● Data extracts
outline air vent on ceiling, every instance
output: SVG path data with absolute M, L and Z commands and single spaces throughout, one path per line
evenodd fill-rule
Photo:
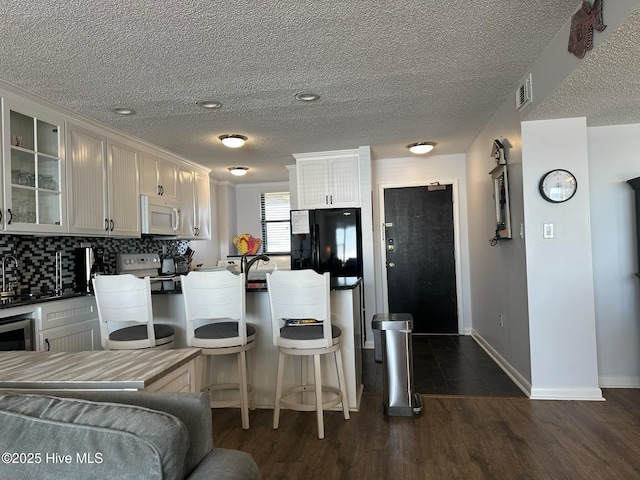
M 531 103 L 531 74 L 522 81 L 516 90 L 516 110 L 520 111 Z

* * *

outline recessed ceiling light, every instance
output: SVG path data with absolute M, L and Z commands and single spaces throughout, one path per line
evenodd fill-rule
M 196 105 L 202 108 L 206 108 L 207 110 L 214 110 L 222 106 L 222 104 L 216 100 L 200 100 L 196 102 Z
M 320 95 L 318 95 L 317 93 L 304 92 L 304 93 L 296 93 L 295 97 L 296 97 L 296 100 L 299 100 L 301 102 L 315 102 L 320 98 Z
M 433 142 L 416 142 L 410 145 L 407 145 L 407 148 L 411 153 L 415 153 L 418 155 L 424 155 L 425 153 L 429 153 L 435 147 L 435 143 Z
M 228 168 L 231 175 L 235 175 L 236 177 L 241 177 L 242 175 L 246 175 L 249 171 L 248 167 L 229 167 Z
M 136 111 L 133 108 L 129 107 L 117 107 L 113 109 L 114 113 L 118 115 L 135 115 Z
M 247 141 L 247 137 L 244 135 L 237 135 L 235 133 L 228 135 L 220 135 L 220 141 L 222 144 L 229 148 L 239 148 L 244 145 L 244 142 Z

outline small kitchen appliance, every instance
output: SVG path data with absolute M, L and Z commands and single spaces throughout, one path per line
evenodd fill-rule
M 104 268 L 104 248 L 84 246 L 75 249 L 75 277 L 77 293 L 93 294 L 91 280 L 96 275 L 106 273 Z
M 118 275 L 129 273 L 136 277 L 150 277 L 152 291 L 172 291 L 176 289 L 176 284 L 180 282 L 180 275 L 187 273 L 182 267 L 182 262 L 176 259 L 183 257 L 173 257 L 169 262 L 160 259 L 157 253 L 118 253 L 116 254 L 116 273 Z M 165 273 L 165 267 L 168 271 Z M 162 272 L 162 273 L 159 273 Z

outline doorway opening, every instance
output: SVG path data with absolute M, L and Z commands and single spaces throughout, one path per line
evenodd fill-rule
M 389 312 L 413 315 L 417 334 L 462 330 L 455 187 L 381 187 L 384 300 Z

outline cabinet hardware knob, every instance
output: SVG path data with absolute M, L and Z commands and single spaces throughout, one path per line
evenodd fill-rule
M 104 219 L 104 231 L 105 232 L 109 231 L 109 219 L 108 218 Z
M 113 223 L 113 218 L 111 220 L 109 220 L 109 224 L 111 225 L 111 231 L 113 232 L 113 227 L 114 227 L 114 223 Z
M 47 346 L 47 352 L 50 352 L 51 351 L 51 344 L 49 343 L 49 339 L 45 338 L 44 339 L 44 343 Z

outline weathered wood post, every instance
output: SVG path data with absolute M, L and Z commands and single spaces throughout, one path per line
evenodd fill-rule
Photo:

● About this exercise
Show all lines above holding the word "every".

● Result
outline air vent on ceiling, every instance
outline recessed ceiling light, every instance
outline small kitchen appliance, every instance
outline doorway opening, every instance
outline cabinet hardware knob, every instance
outline weathered wood post, every instance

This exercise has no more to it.